[DATA EXTRACT]

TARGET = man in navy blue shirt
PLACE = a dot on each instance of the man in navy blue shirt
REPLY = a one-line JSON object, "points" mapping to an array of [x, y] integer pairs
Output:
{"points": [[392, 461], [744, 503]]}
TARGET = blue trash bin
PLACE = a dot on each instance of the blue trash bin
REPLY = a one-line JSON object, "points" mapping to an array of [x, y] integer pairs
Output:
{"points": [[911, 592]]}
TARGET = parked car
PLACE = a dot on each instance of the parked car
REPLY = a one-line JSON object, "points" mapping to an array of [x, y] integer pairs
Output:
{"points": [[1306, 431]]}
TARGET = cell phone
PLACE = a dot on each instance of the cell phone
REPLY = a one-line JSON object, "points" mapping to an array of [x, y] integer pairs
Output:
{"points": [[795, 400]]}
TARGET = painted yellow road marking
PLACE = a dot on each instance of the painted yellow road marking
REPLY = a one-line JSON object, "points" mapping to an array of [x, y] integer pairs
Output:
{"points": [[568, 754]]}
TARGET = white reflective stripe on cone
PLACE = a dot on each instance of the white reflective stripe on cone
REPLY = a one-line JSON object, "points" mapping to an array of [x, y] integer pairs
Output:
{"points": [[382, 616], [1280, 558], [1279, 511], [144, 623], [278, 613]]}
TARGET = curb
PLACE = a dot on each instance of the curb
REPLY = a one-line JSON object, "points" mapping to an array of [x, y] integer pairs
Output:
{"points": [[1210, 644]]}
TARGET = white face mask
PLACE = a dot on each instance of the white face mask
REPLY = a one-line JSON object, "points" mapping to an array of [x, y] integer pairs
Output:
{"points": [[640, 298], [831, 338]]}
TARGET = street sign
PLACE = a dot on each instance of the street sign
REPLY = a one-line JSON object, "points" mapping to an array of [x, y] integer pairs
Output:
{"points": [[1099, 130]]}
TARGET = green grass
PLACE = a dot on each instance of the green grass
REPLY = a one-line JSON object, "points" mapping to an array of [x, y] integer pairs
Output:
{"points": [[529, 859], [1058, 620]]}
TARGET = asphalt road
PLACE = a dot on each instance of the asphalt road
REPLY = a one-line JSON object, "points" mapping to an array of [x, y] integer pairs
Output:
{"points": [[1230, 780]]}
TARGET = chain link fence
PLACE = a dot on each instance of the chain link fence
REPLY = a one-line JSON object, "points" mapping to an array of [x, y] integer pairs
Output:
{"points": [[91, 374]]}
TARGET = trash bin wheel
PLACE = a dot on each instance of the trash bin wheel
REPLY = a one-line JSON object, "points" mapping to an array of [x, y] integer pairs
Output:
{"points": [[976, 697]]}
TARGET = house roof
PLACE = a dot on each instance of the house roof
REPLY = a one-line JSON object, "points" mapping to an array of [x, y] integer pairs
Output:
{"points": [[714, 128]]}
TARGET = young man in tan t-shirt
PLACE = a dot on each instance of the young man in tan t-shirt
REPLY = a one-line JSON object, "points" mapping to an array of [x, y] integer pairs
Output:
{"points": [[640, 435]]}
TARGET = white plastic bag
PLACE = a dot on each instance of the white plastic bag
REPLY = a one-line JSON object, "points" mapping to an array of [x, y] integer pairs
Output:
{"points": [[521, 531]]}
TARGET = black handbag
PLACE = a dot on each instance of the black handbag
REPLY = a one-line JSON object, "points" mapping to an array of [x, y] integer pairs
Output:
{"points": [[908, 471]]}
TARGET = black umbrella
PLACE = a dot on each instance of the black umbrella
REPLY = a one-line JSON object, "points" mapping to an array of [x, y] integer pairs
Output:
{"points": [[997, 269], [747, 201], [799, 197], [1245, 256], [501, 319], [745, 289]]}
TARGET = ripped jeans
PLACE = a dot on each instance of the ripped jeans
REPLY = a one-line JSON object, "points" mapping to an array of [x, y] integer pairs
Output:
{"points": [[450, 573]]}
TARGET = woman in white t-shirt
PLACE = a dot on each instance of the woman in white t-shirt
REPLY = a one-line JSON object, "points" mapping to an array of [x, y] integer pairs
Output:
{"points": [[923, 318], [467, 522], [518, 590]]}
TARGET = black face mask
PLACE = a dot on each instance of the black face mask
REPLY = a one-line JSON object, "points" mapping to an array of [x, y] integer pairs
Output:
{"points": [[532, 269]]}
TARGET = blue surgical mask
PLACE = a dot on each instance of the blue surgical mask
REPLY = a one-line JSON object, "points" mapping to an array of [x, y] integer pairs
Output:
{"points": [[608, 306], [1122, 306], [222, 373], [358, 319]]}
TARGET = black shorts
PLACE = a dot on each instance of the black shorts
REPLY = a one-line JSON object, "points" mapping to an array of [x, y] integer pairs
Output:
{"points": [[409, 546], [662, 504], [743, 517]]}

[/DATA EXTRACT]

▶ **WHAT YOU ARE ASKED TO DO**:
In the preceding material, find each line holding the word "reflective" and copy it out.

▶ **EXERCISE OUTPUT**:
TARGET = white reflective stripe on cone
PLACE = a dot on each instance of the white reflective stripe on cone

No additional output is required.